Work instructions: Count the lines in the listing below that contain the string "gray", matching case exactly. Reply with the number alone.

Dataset rows:
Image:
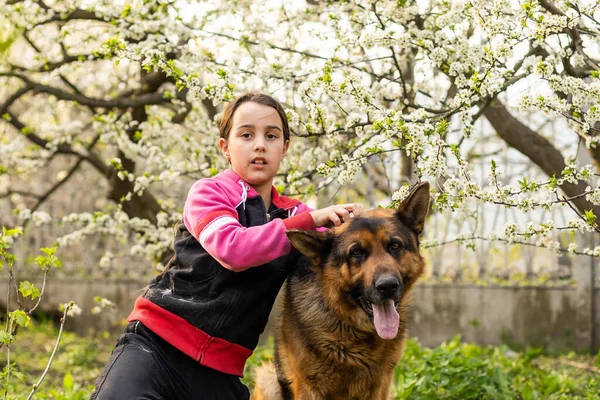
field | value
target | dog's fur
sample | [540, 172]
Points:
[327, 345]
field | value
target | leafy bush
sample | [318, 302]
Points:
[458, 370]
[453, 370]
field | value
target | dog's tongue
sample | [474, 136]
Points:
[386, 319]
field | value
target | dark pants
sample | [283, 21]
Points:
[145, 367]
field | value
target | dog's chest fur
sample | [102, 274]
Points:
[338, 360]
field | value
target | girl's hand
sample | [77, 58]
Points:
[335, 215]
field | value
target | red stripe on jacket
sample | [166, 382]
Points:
[209, 351]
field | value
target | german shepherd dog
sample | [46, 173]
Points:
[344, 317]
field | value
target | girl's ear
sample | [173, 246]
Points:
[224, 146]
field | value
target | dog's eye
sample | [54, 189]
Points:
[395, 246]
[357, 252]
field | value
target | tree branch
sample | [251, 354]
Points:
[538, 149]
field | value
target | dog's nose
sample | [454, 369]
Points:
[387, 285]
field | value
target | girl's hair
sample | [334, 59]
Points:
[259, 98]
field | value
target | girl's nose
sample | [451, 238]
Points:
[259, 144]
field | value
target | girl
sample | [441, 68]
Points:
[192, 330]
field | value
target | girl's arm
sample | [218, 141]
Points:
[213, 221]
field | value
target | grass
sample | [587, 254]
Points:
[453, 370]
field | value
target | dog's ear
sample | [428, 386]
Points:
[414, 208]
[315, 245]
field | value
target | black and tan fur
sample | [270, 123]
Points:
[326, 345]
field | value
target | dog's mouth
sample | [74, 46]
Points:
[384, 316]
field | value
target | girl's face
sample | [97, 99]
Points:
[256, 144]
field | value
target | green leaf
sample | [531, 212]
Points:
[6, 338]
[20, 317]
[27, 289]
[68, 382]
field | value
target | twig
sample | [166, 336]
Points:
[62, 324]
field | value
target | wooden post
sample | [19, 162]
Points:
[583, 330]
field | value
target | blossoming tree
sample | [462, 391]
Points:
[394, 91]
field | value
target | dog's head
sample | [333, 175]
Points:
[367, 266]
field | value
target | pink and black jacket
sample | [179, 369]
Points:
[231, 258]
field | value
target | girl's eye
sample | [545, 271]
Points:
[395, 246]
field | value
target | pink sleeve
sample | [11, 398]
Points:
[213, 221]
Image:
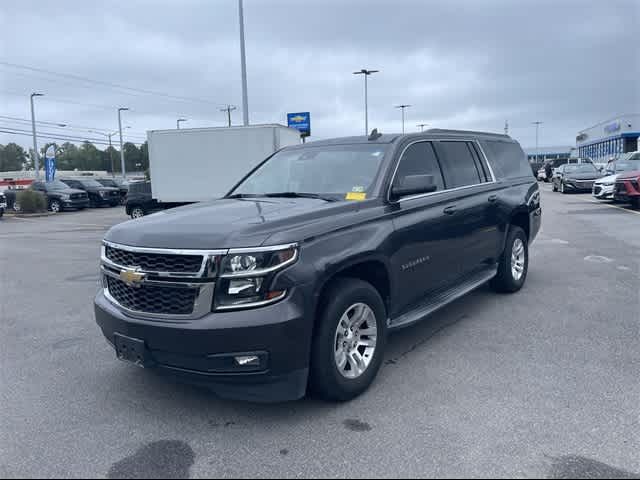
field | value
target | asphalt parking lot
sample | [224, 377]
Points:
[543, 383]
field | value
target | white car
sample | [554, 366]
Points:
[604, 187]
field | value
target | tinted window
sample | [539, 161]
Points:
[420, 159]
[458, 165]
[507, 159]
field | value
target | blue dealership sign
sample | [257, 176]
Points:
[301, 122]
[50, 164]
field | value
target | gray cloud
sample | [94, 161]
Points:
[461, 64]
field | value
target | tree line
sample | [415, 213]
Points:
[70, 156]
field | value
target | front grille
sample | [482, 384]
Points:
[155, 262]
[151, 299]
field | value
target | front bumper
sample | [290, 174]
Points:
[202, 351]
[76, 203]
[601, 191]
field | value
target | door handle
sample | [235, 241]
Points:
[450, 210]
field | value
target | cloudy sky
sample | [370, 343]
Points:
[460, 64]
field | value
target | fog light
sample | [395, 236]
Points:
[247, 361]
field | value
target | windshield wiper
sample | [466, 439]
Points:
[301, 195]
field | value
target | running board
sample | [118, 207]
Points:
[444, 297]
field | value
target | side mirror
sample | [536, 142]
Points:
[414, 185]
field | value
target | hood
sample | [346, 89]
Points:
[629, 175]
[233, 223]
[68, 191]
[582, 176]
[607, 179]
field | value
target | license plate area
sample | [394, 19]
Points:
[131, 350]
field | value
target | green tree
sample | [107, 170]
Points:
[12, 157]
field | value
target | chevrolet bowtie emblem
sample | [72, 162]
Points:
[132, 276]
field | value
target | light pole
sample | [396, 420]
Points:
[120, 110]
[36, 162]
[366, 73]
[537, 124]
[109, 135]
[228, 109]
[402, 107]
[243, 62]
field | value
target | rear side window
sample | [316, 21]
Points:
[458, 165]
[420, 159]
[507, 159]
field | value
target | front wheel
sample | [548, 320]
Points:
[349, 343]
[514, 264]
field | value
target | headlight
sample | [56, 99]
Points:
[246, 276]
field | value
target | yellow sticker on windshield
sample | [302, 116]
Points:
[356, 196]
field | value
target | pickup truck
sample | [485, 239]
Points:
[292, 281]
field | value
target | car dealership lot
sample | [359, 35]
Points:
[540, 383]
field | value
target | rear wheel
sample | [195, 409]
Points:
[349, 343]
[514, 264]
[137, 212]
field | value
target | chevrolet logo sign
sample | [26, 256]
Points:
[132, 277]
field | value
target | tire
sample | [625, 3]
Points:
[507, 279]
[55, 206]
[137, 212]
[327, 379]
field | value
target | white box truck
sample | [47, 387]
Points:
[196, 164]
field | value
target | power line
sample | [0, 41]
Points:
[110, 84]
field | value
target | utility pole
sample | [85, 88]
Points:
[243, 62]
[537, 124]
[402, 107]
[366, 73]
[36, 162]
[120, 110]
[228, 109]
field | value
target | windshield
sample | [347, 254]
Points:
[90, 183]
[580, 168]
[56, 185]
[334, 170]
[628, 166]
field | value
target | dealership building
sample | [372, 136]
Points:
[609, 138]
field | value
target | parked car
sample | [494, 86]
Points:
[116, 182]
[604, 187]
[3, 204]
[140, 201]
[98, 194]
[627, 188]
[296, 276]
[575, 178]
[60, 196]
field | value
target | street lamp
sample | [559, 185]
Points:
[120, 110]
[36, 162]
[366, 73]
[109, 135]
[402, 107]
[537, 124]
[243, 63]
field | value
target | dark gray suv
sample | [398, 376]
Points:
[294, 279]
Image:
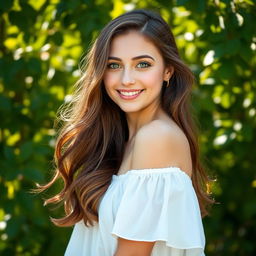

Output below: 2